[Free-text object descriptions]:
========================

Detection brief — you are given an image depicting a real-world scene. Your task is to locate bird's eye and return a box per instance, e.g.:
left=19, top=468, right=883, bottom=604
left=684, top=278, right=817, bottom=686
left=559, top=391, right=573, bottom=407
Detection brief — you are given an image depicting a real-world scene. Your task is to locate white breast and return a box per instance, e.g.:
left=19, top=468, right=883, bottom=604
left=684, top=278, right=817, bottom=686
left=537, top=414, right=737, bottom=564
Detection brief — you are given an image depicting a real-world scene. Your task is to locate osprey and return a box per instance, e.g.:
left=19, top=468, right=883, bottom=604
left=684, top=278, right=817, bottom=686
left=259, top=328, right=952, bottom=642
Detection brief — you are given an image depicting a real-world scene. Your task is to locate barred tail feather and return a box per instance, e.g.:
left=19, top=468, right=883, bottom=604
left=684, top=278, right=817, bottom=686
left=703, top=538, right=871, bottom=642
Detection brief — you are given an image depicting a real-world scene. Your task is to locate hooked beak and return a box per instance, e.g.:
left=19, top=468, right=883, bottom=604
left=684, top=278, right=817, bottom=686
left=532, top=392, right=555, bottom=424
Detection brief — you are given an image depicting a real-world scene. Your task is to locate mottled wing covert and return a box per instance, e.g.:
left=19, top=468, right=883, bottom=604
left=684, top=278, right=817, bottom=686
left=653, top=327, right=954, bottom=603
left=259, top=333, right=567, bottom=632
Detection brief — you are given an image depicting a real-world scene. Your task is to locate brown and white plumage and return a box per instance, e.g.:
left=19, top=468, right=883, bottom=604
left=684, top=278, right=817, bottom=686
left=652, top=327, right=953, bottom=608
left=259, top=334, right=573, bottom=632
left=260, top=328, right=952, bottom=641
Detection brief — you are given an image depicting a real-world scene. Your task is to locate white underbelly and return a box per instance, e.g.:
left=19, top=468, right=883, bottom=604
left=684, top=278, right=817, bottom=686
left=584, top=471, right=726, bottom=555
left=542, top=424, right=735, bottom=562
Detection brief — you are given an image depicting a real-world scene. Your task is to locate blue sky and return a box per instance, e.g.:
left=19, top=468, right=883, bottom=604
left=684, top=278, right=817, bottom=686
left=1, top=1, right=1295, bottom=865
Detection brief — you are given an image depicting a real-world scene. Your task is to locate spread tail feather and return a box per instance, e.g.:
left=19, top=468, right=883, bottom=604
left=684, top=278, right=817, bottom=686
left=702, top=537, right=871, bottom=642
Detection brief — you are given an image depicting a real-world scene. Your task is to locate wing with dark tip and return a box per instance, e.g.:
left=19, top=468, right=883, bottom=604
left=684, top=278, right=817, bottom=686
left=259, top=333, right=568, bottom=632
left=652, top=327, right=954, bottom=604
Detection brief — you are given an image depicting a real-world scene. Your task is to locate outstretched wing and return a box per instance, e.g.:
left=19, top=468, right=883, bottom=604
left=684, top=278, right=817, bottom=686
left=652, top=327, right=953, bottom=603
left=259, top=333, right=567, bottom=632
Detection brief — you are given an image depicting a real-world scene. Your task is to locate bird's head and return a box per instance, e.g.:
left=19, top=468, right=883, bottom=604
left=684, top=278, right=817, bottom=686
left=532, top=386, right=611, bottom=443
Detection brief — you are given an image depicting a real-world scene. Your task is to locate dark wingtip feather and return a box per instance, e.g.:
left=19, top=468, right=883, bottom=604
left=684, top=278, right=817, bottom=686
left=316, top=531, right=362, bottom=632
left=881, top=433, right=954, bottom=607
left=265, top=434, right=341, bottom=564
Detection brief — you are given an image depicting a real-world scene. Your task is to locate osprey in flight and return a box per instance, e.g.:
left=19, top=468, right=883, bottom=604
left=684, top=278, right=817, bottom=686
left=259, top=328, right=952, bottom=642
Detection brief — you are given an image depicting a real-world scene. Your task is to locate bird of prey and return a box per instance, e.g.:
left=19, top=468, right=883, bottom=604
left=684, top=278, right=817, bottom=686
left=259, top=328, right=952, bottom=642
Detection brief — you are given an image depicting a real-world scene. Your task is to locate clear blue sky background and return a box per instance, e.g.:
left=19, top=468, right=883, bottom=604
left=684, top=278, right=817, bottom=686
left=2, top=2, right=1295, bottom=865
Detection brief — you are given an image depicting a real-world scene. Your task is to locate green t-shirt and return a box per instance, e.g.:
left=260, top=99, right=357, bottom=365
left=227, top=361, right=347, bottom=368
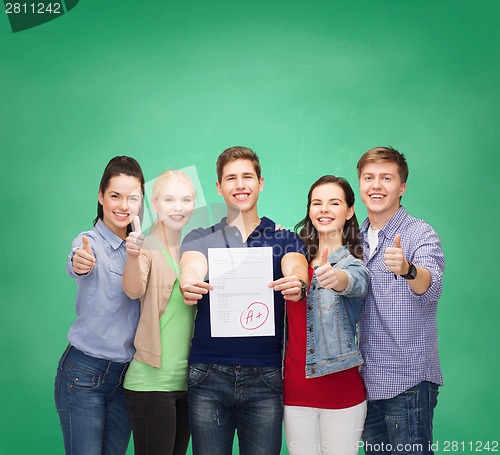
left=124, top=250, right=195, bottom=392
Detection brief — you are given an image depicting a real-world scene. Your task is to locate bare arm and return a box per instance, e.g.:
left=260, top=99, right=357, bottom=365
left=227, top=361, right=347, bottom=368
left=180, top=251, right=212, bottom=305
left=270, top=252, right=309, bottom=302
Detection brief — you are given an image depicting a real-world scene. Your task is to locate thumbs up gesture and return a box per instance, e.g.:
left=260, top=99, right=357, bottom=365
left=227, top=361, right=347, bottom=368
left=72, top=235, right=96, bottom=275
left=384, top=234, right=408, bottom=276
left=125, top=216, right=144, bottom=257
left=315, top=246, right=342, bottom=290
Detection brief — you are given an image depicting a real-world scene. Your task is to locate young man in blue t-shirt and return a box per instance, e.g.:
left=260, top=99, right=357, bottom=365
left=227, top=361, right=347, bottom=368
left=180, top=146, right=308, bottom=455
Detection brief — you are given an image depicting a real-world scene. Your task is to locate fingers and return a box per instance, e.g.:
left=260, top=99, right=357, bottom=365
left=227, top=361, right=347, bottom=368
left=315, top=263, right=338, bottom=290
left=269, top=276, right=299, bottom=291
left=315, top=249, right=337, bottom=289
left=384, top=234, right=406, bottom=275
left=132, top=216, right=142, bottom=234
left=73, top=237, right=95, bottom=275
left=125, top=219, right=144, bottom=256
left=82, top=235, right=92, bottom=255
left=180, top=280, right=213, bottom=305
left=269, top=276, right=302, bottom=301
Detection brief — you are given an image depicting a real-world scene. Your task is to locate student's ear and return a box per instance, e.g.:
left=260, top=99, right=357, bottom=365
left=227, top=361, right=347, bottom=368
left=216, top=181, right=222, bottom=196
left=98, top=190, right=104, bottom=206
left=346, top=206, right=354, bottom=220
left=399, top=182, right=407, bottom=198
left=259, top=177, right=264, bottom=192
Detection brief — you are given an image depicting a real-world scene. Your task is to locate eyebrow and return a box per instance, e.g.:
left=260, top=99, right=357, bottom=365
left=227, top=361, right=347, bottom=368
left=109, top=190, right=141, bottom=197
left=162, top=194, right=193, bottom=198
left=311, top=198, right=343, bottom=203
left=362, top=172, right=394, bottom=177
left=224, top=172, right=256, bottom=179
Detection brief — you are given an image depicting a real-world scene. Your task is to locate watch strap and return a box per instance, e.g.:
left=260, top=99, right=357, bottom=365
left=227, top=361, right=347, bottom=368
left=401, top=261, right=417, bottom=280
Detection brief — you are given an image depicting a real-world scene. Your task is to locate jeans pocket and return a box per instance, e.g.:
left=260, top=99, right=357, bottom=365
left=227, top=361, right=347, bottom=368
left=188, top=364, right=210, bottom=388
left=385, top=389, right=420, bottom=455
left=260, top=367, right=283, bottom=394
left=69, top=366, right=102, bottom=391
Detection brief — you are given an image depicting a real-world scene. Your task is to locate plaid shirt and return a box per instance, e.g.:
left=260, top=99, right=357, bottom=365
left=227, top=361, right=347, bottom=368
left=358, top=206, right=445, bottom=400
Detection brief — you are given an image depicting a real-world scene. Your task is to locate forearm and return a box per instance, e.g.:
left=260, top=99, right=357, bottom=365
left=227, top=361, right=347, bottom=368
left=282, top=253, right=309, bottom=284
left=180, top=251, right=210, bottom=305
left=123, top=256, right=144, bottom=297
left=406, top=265, right=431, bottom=295
left=180, top=251, right=208, bottom=286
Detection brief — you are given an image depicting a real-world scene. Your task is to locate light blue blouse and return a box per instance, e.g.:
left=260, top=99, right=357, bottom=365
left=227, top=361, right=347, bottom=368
left=66, top=219, right=140, bottom=363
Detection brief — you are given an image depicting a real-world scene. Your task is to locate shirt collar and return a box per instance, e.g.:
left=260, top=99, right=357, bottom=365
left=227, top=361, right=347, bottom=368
left=216, top=216, right=274, bottom=235
left=327, top=245, right=350, bottom=263
left=95, top=219, right=125, bottom=251
left=361, top=206, right=408, bottom=240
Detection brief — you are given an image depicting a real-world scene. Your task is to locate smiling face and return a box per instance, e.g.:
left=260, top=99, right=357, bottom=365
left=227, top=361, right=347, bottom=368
left=309, top=183, right=354, bottom=238
left=216, top=158, right=263, bottom=215
left=98, top=174, right=142, bottom=238
left=359, top=161, right=406, bottom=228
left=152, top=178, right=195, bottom=232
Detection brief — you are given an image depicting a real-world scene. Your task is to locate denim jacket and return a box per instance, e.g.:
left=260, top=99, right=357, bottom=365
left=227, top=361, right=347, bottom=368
left=306, top=245, right=370, bottom=378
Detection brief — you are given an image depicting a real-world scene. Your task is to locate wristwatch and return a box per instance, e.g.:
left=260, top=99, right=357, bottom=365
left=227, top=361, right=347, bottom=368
left=401, top=261, right=417, bottom=280
left=299, top=279, right=308, bottom=300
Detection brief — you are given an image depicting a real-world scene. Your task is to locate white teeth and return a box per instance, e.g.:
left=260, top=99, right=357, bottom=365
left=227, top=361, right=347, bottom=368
left=371, top=195, right=384, bottom=200
left=318, top=218, right=332, bottom=222
left=115, top=213, right=128, bottom=218
left=234, top=194, right=248, bottom=200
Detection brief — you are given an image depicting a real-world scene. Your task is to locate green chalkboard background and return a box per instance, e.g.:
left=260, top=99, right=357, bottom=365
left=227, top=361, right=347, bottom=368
left=1, top=1, right=498, bottom=453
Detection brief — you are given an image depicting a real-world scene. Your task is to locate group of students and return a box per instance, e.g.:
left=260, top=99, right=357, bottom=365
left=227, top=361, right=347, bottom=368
left=54, top=145, right=445, bottom=455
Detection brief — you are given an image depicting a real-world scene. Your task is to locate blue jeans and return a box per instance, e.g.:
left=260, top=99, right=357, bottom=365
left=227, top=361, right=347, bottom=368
left=54, top=345, right=131, bottom=455
left=362, top=381, right=439, bottom=455
left=188, top=364, right=283, bottom=455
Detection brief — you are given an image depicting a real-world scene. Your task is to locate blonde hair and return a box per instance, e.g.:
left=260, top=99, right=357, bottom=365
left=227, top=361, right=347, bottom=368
left=151, top=170, right=196, bottom=203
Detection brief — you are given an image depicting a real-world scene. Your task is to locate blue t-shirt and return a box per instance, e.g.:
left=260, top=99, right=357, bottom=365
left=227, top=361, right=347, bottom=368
left=66, top=219, right=140, bottom=363
left=180, top=216, right=306, bottom=367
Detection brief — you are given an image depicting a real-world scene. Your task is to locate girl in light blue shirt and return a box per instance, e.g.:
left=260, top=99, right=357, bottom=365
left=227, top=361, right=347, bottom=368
left=54, top=156, right=144, bottom=455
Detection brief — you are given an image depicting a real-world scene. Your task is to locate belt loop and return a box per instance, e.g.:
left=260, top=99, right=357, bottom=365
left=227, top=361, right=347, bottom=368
left=118, top=362, right=129, bottom=385
left=58, top=344, right=72, bottom=368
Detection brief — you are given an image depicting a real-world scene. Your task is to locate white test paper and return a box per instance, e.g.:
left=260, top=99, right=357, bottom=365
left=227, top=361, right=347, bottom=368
left=208, top=247, right=275, bottom=337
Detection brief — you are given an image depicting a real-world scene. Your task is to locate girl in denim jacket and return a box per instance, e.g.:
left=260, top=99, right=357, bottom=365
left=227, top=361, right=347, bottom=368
left=284, top=175, right=370, bottom=455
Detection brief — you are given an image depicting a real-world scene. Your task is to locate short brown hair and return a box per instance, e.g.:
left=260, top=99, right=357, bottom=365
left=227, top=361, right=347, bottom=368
left=216, top=146, right=261, bottom=183
left=357, top=146, right=409, bottom=183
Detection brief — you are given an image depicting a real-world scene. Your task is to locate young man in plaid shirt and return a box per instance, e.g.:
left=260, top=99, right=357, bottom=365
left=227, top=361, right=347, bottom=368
left=357, top=146, right=445, bottom=455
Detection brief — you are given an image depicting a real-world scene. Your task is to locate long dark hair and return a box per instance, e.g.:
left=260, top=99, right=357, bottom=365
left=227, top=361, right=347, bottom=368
left=294, top=175, right=363, bottom=261
left=94, top=156, right=145, bottom=233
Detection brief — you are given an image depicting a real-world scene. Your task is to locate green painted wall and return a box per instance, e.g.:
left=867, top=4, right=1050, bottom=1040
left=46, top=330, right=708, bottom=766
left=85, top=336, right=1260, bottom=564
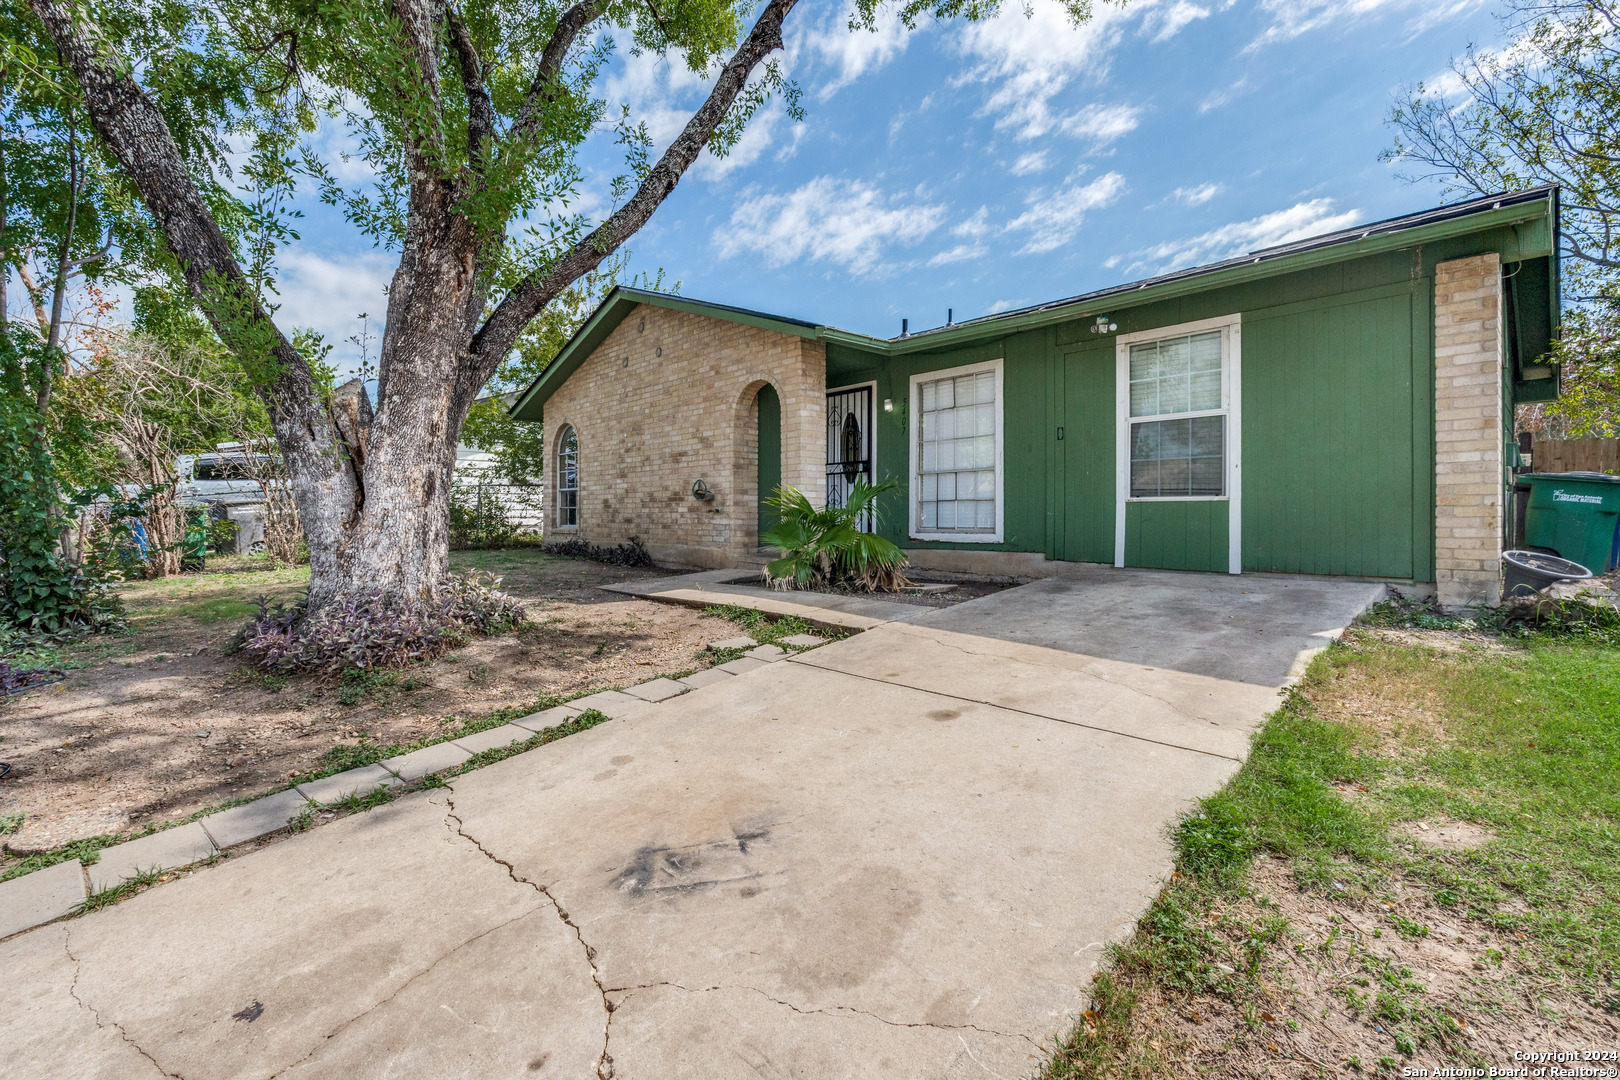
left=1126, top=502, right=1228, bottom=572
left=1241, top=287, right=1426, bottom=580
left=821, top=226, right=1530, bottom=583
left=757, top=385, right=780, bottom=540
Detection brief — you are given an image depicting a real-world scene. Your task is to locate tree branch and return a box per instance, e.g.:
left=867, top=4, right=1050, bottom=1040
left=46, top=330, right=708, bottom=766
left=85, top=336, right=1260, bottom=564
left=15, top=260, right=50, bottom=339
left=444, top=2, right=495, bottom=162
left=507, top=0, right=603, bottom=146
left=469, top=0, right=799, bottom=383
left=27, top=0, right=355, bottom=534
left=390, top=0, right=448, bottom=169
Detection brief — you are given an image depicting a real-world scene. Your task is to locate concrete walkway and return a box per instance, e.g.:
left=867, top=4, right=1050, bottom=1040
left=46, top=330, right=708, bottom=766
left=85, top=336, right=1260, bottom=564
left=0, top=568, right=1384, bottom=1080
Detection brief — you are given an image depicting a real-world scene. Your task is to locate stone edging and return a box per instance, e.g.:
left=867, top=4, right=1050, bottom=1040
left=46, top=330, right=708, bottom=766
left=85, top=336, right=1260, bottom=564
left=0, top=637, right=825, bottom=941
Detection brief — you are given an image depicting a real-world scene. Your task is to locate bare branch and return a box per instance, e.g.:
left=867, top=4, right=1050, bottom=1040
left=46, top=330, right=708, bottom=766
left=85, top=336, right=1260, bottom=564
left=14, top=260, right=50, bottom=338
left=64, top=225, right=115, bottom=273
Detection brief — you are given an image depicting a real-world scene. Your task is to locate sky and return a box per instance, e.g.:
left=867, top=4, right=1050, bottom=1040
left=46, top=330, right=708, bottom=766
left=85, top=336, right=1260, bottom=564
left=261, top=0, right=1506, bottom=375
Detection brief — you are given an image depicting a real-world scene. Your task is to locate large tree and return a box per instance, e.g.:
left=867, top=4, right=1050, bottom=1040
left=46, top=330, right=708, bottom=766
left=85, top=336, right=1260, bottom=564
left=26, top=0, right=1070, bottom=620
left=1387, top=0, right=1620, bottom=433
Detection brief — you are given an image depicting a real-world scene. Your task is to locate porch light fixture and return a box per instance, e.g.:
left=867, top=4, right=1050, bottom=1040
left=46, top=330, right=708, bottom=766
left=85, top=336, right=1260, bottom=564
left=883, top=398, right=894, bottom=413
left=1089, top=315, right=1118, bottom=334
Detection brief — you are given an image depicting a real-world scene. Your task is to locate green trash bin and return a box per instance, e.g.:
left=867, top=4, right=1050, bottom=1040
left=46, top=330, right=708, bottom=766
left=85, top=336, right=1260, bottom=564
left=1521, top=472, right=1620, bottom=573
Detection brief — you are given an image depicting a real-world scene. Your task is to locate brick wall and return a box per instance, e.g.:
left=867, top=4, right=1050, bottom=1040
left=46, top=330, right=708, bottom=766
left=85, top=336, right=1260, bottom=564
left=1434, top=253, right=1505, bottom=609
left=543, top=304, right=827, bottom=568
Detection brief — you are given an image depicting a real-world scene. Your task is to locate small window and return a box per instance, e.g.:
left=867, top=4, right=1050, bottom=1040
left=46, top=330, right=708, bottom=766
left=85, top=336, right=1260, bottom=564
left=1127, top=330, right=1227, bottom=498
left=555, top=426, right=578, bottom=529
left=909, top=360, right=1003, bottom=542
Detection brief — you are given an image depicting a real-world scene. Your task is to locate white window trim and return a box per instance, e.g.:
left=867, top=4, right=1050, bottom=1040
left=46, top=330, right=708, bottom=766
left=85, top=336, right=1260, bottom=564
left=554, top=425, right=579, bottom=531
left=909, top=358, right=1005, bottom=544
left=1114, top=314, right=1242, bottom=575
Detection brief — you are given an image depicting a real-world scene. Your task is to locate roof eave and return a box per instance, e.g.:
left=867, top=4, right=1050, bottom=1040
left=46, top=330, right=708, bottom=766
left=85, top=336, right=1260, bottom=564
left=873, top=194, right=1556, bottom=355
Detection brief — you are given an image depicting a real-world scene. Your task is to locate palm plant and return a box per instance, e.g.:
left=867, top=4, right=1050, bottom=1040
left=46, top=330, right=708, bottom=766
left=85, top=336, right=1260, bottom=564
left=761, top=478, right=912, bottom=593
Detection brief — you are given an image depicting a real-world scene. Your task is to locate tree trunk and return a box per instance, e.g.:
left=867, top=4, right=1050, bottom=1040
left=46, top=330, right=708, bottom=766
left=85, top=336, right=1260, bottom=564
left=30, top=0, right=802, bottom=623
left=302, top=229, right=476, bottom=612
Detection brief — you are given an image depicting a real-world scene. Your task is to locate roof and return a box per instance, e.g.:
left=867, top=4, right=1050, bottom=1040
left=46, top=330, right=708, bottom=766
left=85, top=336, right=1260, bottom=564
left=510, top=186, right=1558, bottom=421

========================

All lines of the entries containing the string "denim" must be shown in full.

[COMPLETED TASK]:
Detection brief — you are given an image depicting a real-world scene. Your task is to locate denim jacket and return a box per instance, e.g.:
Detection brief — you are given an image depicting a real-world scene. Your task is to locate girl in denim jacket and return a box per instance, e.g.:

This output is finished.